= Beginning of Section =

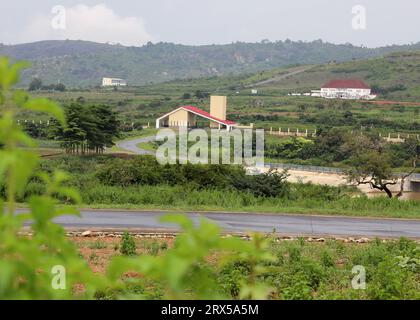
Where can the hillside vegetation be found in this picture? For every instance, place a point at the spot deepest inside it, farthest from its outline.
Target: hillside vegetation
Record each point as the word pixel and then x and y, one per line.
pixel 81 63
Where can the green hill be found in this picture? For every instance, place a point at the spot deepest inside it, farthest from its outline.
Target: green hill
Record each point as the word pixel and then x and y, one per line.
pixel 81 63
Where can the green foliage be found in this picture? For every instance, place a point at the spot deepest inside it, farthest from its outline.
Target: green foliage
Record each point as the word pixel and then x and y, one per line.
pixel 128 245
pixel 89 129
pixel 27 263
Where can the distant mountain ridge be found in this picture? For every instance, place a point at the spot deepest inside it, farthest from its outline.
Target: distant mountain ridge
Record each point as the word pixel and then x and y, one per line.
pixel 81 63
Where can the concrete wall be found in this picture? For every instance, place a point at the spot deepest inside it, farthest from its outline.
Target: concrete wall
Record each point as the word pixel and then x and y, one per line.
pixel 218 105
pixel 181 118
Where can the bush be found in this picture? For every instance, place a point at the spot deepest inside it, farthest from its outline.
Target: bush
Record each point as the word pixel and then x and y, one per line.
pixel 128 245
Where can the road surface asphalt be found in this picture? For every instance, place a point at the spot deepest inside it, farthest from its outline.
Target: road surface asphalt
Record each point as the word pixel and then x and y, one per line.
pixel 300 225
pixel 304 225
pixel 131 145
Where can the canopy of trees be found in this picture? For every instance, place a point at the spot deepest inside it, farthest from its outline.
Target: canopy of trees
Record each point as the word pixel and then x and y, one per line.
pixel 90 129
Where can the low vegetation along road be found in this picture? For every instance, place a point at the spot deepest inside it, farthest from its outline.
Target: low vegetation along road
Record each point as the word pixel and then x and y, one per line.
pixel 246 222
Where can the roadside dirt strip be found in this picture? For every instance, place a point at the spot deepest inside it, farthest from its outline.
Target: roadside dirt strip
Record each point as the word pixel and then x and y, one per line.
pixel 245 223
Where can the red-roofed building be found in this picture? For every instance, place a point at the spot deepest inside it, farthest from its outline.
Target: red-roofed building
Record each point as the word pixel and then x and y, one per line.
pixel 346 89
pixel 192 117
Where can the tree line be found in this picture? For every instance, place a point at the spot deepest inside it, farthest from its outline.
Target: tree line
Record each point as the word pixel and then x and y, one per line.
pixel 89 130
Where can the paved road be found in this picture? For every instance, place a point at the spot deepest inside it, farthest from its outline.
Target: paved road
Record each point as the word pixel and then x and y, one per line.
pixel 131 145
pixel 247 222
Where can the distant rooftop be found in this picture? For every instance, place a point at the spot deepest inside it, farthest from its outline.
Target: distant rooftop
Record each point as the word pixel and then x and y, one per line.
pixel 346 84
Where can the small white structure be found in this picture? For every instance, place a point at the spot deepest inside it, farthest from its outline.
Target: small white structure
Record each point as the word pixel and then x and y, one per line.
pixel 346 89
pixel 113 82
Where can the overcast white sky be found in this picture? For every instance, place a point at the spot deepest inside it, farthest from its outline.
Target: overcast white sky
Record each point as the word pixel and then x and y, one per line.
pixel 211 21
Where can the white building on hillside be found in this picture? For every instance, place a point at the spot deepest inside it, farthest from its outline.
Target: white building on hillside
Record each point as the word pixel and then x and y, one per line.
pixel 346 89
pixel 113 82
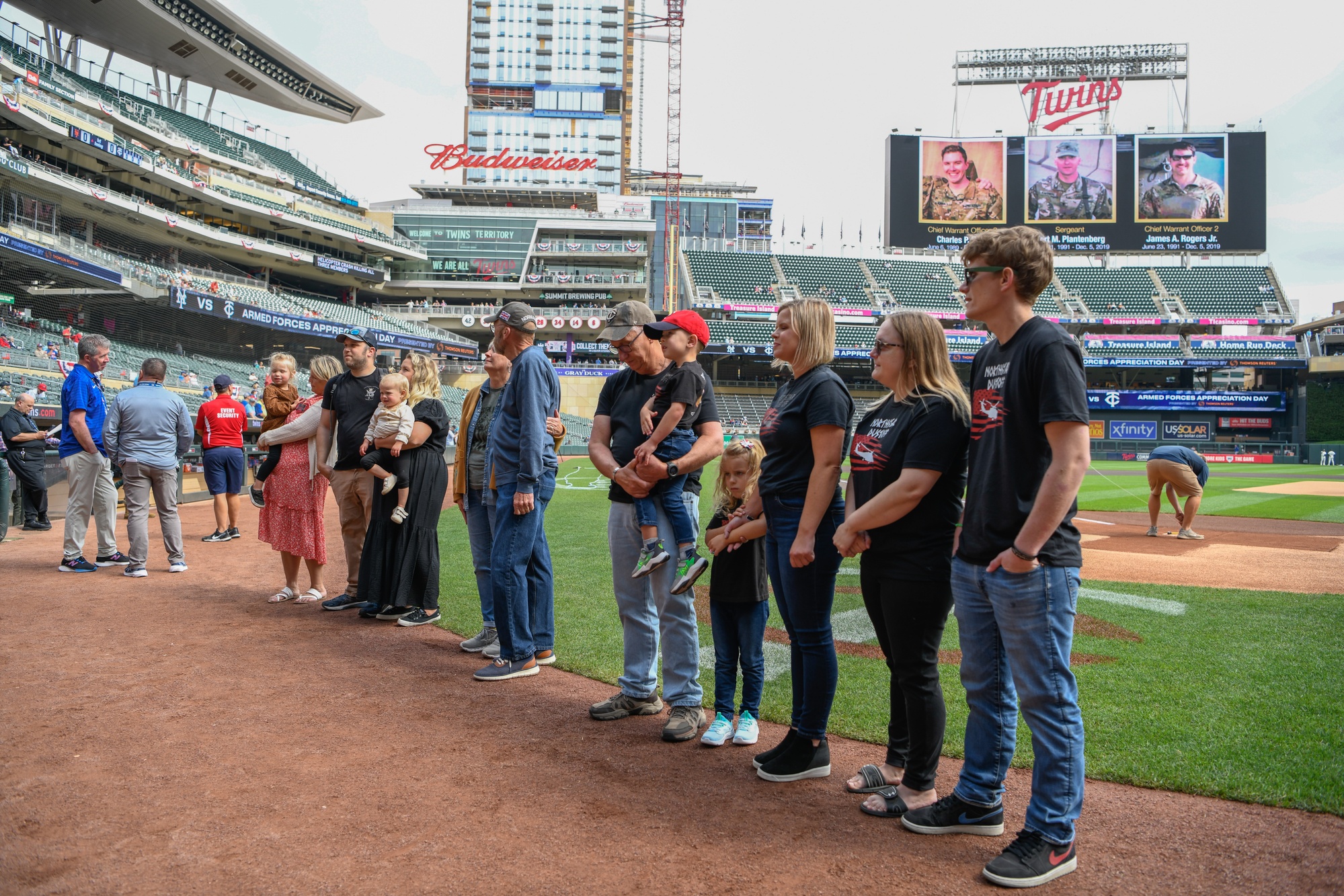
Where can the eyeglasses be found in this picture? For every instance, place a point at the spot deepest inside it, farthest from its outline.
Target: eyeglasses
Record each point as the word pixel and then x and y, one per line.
pixel 986 269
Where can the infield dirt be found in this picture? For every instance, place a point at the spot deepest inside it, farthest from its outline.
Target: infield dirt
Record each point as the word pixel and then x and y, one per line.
pixel 177 734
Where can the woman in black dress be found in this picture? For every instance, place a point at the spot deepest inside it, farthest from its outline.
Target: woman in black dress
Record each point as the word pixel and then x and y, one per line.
pixel 398 574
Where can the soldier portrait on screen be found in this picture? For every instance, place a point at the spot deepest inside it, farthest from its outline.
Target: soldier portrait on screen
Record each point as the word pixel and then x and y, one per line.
pixel 1072 179
pixel 1182 177
pixel 961 180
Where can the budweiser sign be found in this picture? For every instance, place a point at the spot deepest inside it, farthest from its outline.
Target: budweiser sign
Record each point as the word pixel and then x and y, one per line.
pixel 1052 98
pixel 448 157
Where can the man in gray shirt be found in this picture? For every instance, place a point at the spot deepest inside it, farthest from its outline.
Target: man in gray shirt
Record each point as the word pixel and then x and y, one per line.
pixel 147 433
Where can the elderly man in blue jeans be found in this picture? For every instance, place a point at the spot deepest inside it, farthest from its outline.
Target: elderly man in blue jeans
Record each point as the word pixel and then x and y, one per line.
pixel 651 614
pixel 522 462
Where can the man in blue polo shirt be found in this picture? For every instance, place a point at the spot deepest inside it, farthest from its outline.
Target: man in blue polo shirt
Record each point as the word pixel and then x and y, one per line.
pixel 87 468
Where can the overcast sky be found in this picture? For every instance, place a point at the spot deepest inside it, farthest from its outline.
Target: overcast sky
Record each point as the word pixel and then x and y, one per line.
pixel 796 98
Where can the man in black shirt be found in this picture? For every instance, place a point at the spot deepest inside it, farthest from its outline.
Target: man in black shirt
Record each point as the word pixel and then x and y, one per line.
pixel 1017 569
pixel 348 401
pixel 649 612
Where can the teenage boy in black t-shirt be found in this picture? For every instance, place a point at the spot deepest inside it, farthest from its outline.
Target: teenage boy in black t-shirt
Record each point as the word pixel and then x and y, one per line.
pixel 1017 567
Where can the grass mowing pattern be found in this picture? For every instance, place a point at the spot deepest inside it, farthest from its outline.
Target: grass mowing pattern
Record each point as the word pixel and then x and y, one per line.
pixel 1237 699
pixel 1103 489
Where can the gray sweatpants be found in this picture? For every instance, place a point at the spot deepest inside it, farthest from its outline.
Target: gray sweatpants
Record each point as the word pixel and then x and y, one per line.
pixel 90 491
pixel 137 481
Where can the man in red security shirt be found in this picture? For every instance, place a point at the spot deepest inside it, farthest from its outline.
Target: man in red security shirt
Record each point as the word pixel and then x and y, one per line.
pixel 221 423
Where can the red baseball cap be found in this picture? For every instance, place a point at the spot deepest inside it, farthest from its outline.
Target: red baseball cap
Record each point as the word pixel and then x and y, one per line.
pixel 687 320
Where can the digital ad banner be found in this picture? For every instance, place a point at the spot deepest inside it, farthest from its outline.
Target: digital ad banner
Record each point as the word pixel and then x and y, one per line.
pixel 1108 192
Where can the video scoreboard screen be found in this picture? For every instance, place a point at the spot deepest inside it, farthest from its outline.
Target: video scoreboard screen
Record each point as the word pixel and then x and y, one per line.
pixel 1088 194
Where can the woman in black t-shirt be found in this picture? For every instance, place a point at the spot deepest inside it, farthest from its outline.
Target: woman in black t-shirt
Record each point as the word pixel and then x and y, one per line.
pixel 908 472
pixel 804 434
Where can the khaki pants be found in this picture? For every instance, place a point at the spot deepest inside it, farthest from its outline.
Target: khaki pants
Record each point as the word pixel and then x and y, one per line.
pixel 90 491
pixel 137 481
pixel 354 491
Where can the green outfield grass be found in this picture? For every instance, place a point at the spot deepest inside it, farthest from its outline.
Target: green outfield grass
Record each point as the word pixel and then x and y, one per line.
pixel 1103 489
pixel 1237 698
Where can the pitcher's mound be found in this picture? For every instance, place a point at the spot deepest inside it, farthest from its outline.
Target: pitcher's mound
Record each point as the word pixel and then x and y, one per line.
pixel 1326 488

= End of Section =

| What the task requires |
Would you state how many lines in the listing above contain the word "small"? Reply with the number and no other words.

| Solution |
2